EXERCISE TEXT:
[Start of section]
Phyllodes tumors typically present as a firm, mobile, and palpable mass that is painless in nature. On physical examination, the mass can demonstrate a smooth or nodular texture depending on its size. In addition, larger masses can stretch the overlying breast tissue leading to nipple retraction, chest wall fixation, and in advanced cases, ulceration from pressure necrosis.

Phyllodes tumors can grow to a variety of sizes, ranging from 0.8 to 40 cm, with the average tumor growing to between 4 and 8 cm. Their growth can be slow, rapid, or demonstrate alternating growth patterns. A notable feature, however, is that their growth rarely regresses, a distinguishing feature from fibroadenomas which tend to change in size based on a female's menstrual cycle.

== Causes ==
Experts are unsure of the exact etiology of phyllodes tumors. Genetically, phyllodes tumors have shown to have a higher incidence with conditions such as Li-Fraumeni syndrome and BRCA1/BRCA2 mutations. In addition, males with a history of gynecomastia have shown an increased incidence of developing a phyllodes tumor.
[End of section]
TASK OBJECTIVE: According to the text on phyllodes tumors, how can a large mass lead to ulceration? Answer in one to three sentences. The lines that follow are separate material, unrelated to the text above.

RECORDS PROVIDED:
[Start of section]
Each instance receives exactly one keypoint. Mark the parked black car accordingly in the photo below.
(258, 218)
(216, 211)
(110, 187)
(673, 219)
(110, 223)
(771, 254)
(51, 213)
[End of section]
ANSWER SECTION: Larger masses can stretch the overlying breast tissue. In advanced cases, this can cause ulceration from pressure necrosis.